TASK DESCRIPTION:
Copy each of the items below word for word, and leave the pictures out of your copy.

DATA TO PROCESS:
>>>>

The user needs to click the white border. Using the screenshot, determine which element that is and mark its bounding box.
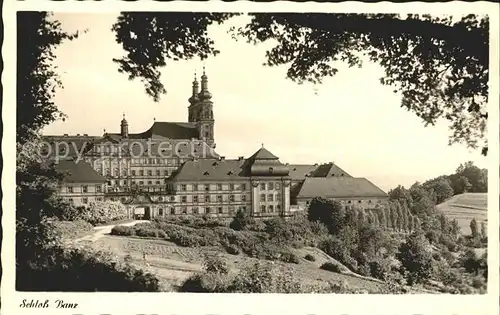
[1,0,500,315]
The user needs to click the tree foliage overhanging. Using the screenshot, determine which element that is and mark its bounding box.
[113,12,489,154]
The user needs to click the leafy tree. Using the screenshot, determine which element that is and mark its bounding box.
[396,232,432,285]
[229,209,255,231]
[307,198,346,234]
[481,221,488,239]
[113,12,489,154]
[469,218,479,239]
[422,176,454,203]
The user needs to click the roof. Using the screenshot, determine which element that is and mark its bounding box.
[248,147,278,160]
[128,121,199,139]
[54,160,106,183]
[297,177,387,198]
[173,159,249,181]
[288,162,352,180]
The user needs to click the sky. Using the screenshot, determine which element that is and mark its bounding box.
[43,13,487,191]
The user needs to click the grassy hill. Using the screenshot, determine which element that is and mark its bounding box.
[437,193,488,235]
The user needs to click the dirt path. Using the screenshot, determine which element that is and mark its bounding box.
[75,220,149,242]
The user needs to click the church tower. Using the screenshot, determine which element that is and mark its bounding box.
[189,67,215,148]
[120,114,128,138]
[188,73,200,122]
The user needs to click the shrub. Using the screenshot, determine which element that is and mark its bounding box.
[280,252,300,264]
[51,220,94,239]
[229,210,255,231]
[319,262,341,273]
[111,225,135,236]
[304,254,316,261]
[226,244,240,255]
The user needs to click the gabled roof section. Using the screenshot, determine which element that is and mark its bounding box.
[297,177,387,198]
[129,121,199,139]
[172,159,249,181]
[248,147,279,160]
[311,162,352,177]
[54,160,106,183]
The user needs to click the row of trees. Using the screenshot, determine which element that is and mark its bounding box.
[389,161,488,209]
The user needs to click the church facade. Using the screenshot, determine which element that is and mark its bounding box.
[44,71,387,219]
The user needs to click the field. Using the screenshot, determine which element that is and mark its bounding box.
[89,235,385,292]
[437,193,488,235]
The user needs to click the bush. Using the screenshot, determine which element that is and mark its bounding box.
[226,244,240,255]
[111,225,135,236]
[319,262,341,273]
[304,254,316,261]
[51,220,94,239]
[280,252,300,264]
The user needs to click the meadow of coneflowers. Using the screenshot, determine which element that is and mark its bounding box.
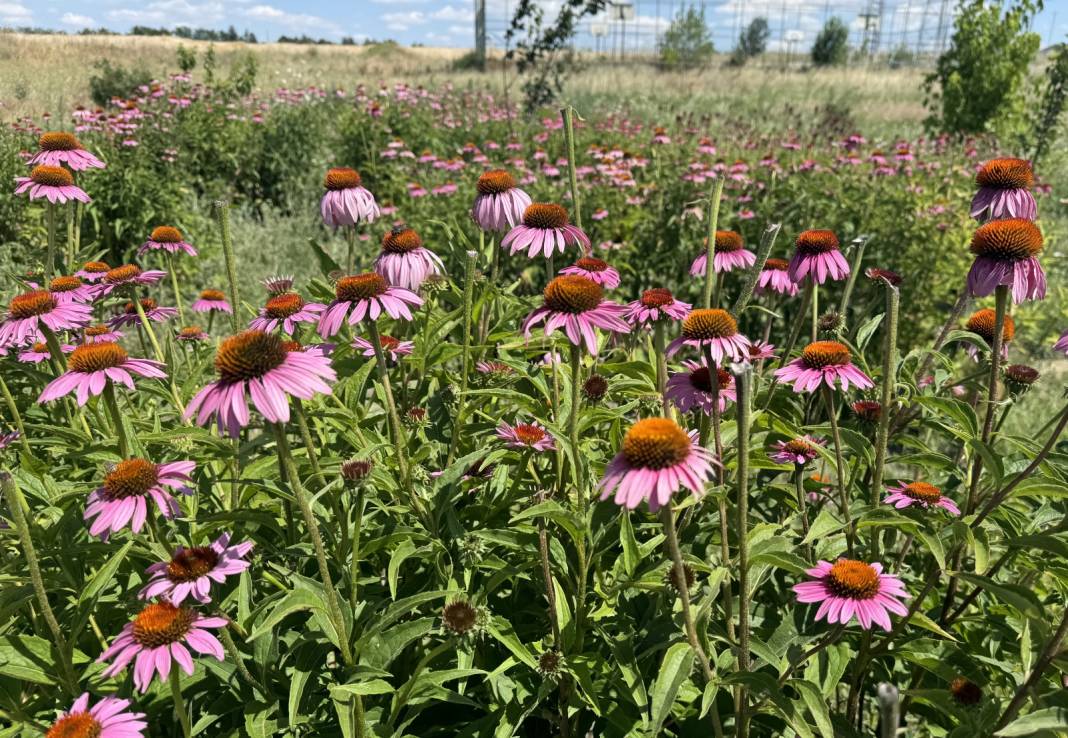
[0,70,1068,738]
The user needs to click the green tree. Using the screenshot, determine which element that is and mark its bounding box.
[924,0,1042,135]
[660,5,716,68]
[812,16,849,66]
[731,17,770,66]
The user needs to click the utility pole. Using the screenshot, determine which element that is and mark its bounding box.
[474,0,486,72]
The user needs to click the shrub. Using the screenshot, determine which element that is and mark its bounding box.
[660,5,716,68]
[812,17,849,66]
[731,17,770,66]
[924,0,1041,135]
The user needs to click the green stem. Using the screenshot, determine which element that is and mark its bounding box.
[367,320,430,530]
[171,664,193,738]
[701,176,723,310]
[274,423,355,666]
[0,376,33,456]
[167,253,186,326]
[45,203,57,285]
[103,380,130,459]
[215,200,241,333]
[861,284,901,561]
[0,471,80,696]
[445,250,476,469]
[560,105,582,230]
[823,384,855,555]
[735,368,752,738]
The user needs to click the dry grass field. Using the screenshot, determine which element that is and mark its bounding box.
[0,33,923,135]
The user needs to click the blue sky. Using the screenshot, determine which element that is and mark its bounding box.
[12,0,1068,48]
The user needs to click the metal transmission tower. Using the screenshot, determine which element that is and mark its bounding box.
[474,0,486,70]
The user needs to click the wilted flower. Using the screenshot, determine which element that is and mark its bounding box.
[522,274,630,354]
[471,169,531,232]
[501,203,590,258]
[598,418,719,513]
[883,482,960,516]
[690,231,756,277]
[84,458,197,539]
[560,256,619,289]
[97,602,226,692]
[138,533,254,604]
[968,218,1046,303]
[26,130,105,172]
[375,227,445,291]
[137,225,197,256]
[787,231,849,284]
[775,341,874,392]
[37,341,167,406]
[15,164,90,204]
[794,559,909,630]
[668,308,749,364]
[497,421,556,451]
[319,167,381,227]
[972,158,1038,221]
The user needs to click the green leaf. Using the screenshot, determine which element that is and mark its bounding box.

<<<<

OUTPUT BELOW:
The user needs to click the white border. Using the screenshot, determine which element that is and mark its bounding box.
[1,0,500,315]
The user needs to click the tree foliage overhanging. Using the screenshot, determine which element that is and mark its bounding box.
[113,12,489,154]
The user needs to click the leafy tree. Using the screenshot, determine which element that is and mark its bounding box.
[396,232,432,285]
[229,209,255,231]
[307,198,346,234]
[481,221,488,239]
[113,12,489,154]
[469,218,479,239]
[422,176,454,203]
The user needs to click the roof. Using the screenshot, determine which element that is and mark its bounding box.
[248,147,278,160]
[128,121,199,139]
[54,160,106,183]
[297,177,387,198]
[173,159,249,181]
[288,162,352,180]
The user needs to click the sky. Using the screenshot, determine which element that is and mark its bounding box.
[43,13,487,191]
The user needs to click the grassy hill. Using the screenshot, determine which element that is and mark its bounding box.
[437,193,488,235]
The user needs to click the dirt path. Using the screenshot, determine which element that is and mark its bounding box.
[75,220,149,242]
The user needs to click the church tower. Using the screenshot, determine which element that is and mark its bounding box.
[189,67,215,148]
[120,114,128,138]
[188,73,200,122]
The user needs to click the shrub. Using the screenshot, determine which element that is and mark its bounding box.
[280,252,300,264]
[51,220,94,239]
[229,210,255,231]
[319,262,341,273]
[111,225,135,236]
[304,254,316,261]
[226,244,240,255]
The user needs to click the gabled roof section. Using the screenshot, determine which element that is and mark its bounding box.
[297,177,387,198]
[129,121,199,139]
[172,159,249,181]
[248,147,279,160]
[311,162,352,177]
[54,160,106,183]
The user needs to click the row of trees. Using the screenshot, determine which element that is and mark its bounding box.
[389,161,488,209]
The user needs to click the church facade. Using the screenshot, determine which element that is and mark its bounding box.
[44,71,387,219]
The user needs to click the field. Using the screenshot, determine which element that is and mark its bounding box.
[89,235,385,292]
[437,193,488,235]
The user needs to click the bush. Using the screenshot, determine which element that is and mark its bounding box.
[226,244,240,255]
[111,225,135,236]
[319,262,341,273]
[304,254,316,261]
[51,220,94,239]
[280,252,300,264]
The user needs to click the meadow of coneflowers. Using the screenshot, determine which element that is and mark its bounding box.
[0,70,1068,738]
The user needs to click the green tree. Using the screenshot, determine which element that is and mark its bounding box.
[924,0,1042,135]
[660,5,716,68]
[812,16,849,66]
[731,17,770,66]
The user needs to click the utility pole. Using the screenshot, determine which element that is and mark its bounding box.
[474,0,486,72]
The user needs to click the shrub. Using the screenshot, determine which element that is and mark its bounding box.
[660,5,716,68]
[812,17,849,66]
[731,17,770,66]
[924,0,1041,135]
The user needs to click the green stem. Using the screenshot, determine which element that is and mark its bounding box.
[367,320,430,530]
[171,664,193,738]
[701,176,723,310]
[274,423,355,666]
[0,376,33,456]
[167,253,186,326]
[45,203,57,285]
[103,380,130,459]
[215,200,241,333]
[861,284,901,561]
[0,471,80,696]
[445,250,476,469]
[560,105,582,230]
[823,384,855,555]
[735,368,752,738]
The user needs to click the dry grass field. Using the screenshot, determine which element that is and mark its bounding box.
[0,33,923,135]
The user needs to click the blue sky. Using the screenshot, determine which element that is and mark its bounding box.
[12,0,1068,48]
The user needs to click the metal transmission tower. Using the screenshot, determine which element that is and mark its bounding box.
[474,0,486,70]
The user needs to click the wilted flower. Using the screenshot, determine which element that is and mark its bounding box.
[522,274,630,354]
[471,169,531,232]
[501,203,590,258]
[598,418,719,513]
[883,482,960,516]
[690,231,756,277]
[84,458,197,539]
[560,256,619,289]
[97,602,226,692]
[138,533,254,604]
[968,218,1046,303]
[26,130,105,172]
[375,227,445,291]
[137,225,197,256]
[787,231,849,284]
[775,341,874,392]
[37,341,167,406]
[15,164,90,204]
[794,559,909,630]
[668,308,749,364]
[497,421,556,451]
[319,167,381,227]
[972,158,1038,221]
The user needs to click the green leaf. Using the screenshot, determine which element that is and mark its bounding box.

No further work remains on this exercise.